— PROBLEM TO WORK ON —
Retype, word for word, the line containing "Locate the wet" and every line after it to the end. Skip pictures.

------ PROVIDED RECORDS

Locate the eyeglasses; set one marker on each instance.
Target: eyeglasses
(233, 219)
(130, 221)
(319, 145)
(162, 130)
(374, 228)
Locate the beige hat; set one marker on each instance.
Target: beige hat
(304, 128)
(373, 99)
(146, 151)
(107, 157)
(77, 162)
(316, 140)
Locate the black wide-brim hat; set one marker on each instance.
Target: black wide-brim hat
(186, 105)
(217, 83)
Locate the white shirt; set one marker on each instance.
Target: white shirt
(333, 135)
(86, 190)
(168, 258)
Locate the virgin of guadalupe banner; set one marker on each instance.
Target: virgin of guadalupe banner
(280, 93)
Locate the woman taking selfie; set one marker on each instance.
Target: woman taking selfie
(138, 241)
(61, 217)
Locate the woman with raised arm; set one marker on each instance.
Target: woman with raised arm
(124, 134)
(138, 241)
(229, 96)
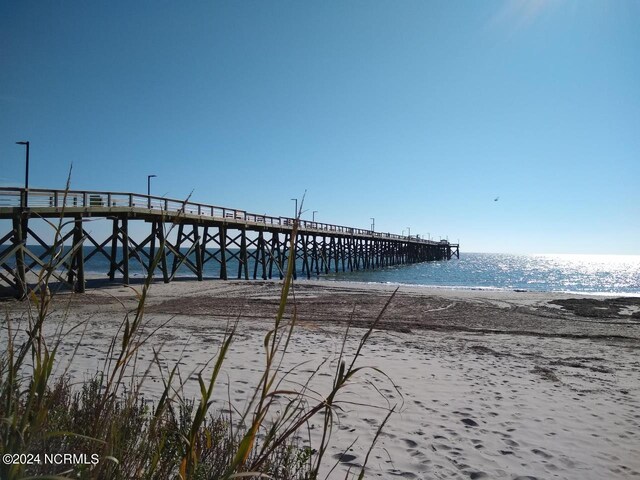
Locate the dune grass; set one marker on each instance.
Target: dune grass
(117, 433)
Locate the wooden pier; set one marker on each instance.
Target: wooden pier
(185, 235)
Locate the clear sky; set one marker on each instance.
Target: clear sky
(417, 113)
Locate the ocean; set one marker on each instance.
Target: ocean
(591, 274)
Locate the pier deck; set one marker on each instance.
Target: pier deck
(187, 234)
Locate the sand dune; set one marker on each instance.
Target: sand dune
(486, 384)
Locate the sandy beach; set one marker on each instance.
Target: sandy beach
(486, 384)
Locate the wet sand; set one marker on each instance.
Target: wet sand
(486, 384)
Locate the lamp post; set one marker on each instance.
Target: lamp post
(149, 177)
(26, 177)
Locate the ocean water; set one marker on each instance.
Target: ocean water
(592, 274)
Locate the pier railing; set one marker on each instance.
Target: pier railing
(37, 198)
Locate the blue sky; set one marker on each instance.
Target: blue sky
(416, 113)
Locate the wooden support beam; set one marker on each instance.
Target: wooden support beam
(222, 232)
(20, 279)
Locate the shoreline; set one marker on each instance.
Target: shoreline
(489, 384)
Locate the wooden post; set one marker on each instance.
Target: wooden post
(222, 234)
(243, 263)
(78, 258)
(114, 250)
(198, 251)
(152, 250)
(19, 241)
(125, 250)
(163, 252)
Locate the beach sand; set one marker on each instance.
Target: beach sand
(486, 384)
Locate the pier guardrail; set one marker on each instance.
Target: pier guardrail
(89, 199)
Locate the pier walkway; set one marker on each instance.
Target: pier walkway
(185, 234)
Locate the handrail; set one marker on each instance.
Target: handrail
(53, 198)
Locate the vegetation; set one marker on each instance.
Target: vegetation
(166, 437)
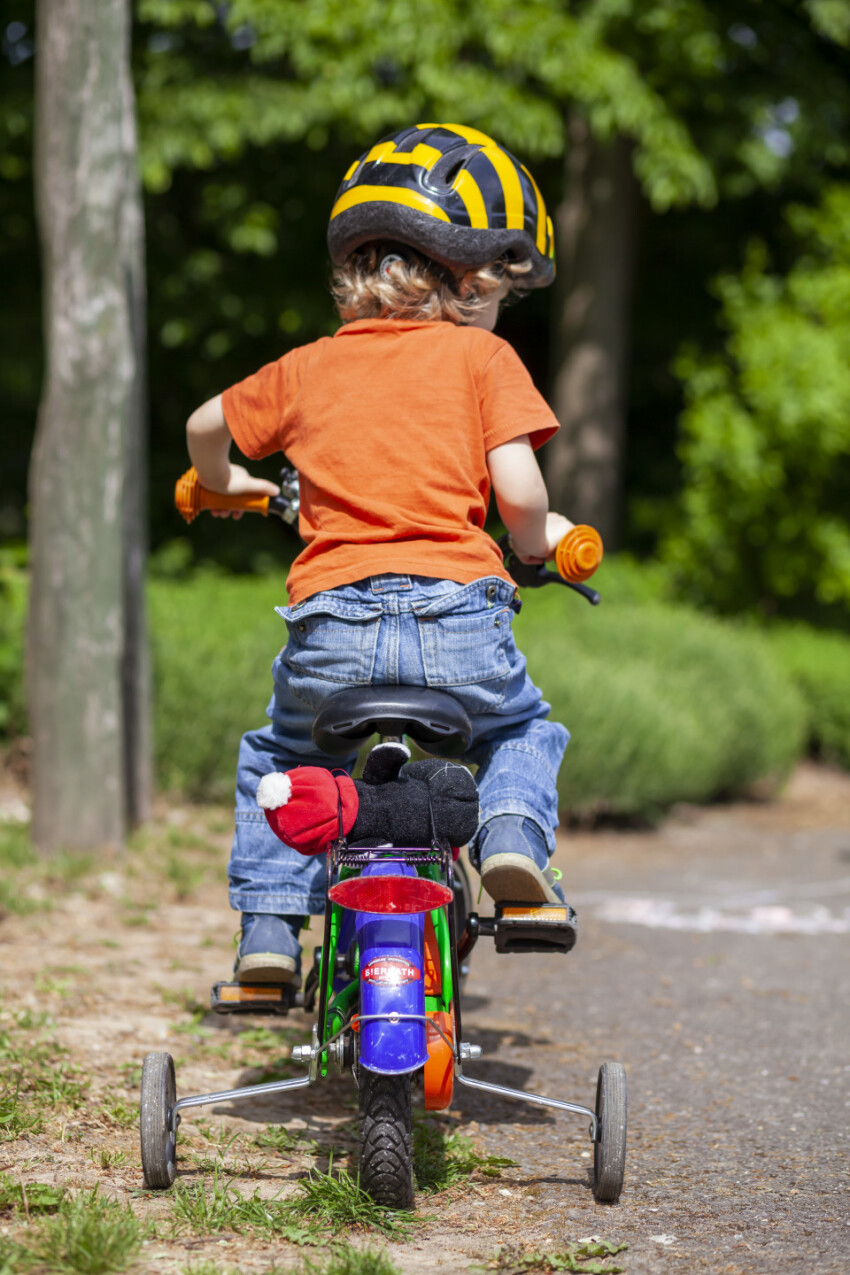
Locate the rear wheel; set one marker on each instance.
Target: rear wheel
(386, 1141)
(609, 1151)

------------

— ANSWER FOR THE TASK —
Locate the wet sand; set one marker on each instance.
Target: wet sand
(486, 384)
Locate the lamp post; set one marker on each instance.
Target: lamp post
(149, 177)
(26, 177)
Locate the ocean water; set one marker on each instance.
Target: ocean water
(592, 274)
Locate the pier railing; set one marker on each instance.
Target: pier railing
(37, 198)
Locate the blue sky; set one marker on each instance.
Target: blue sky
(416, 113)
Locate the wooden support beam; set one marker on each instance.
Target: wooden support beam
(222, 232)
(20, 279)
Locate the shoreline; set one marker on each instance.
Target: shoreline
(489, 384)
Locate the wooden post; set one marker on each instance.
Target: wooden post
(222, 234)
(243, 263)
(78, 258)
(114, 250)
(198, 251)
(152, 250)
(19, 241)
(125, 250)
(163, 252)
Locate the beach sand; set one marker on each instance.
Target: beach sand
(486, 384)
Locate the pier guardrail; set one marker on each instance.
Target: pier guardrail
(89, 199)
Locate the pier walkway; set one marker on each instance.
Target: pier walkway
(185, 234)
Locate the handrail; set one marker on each instance.
Target: handrail
(53, 198)
Locate the vegetation; set one marker on each instance.
Target: vegetation
(166, 437)
Locate the rear wheel; set one marker on each instance.
Target: rear wheel
(386, 1141)
(609, 1151)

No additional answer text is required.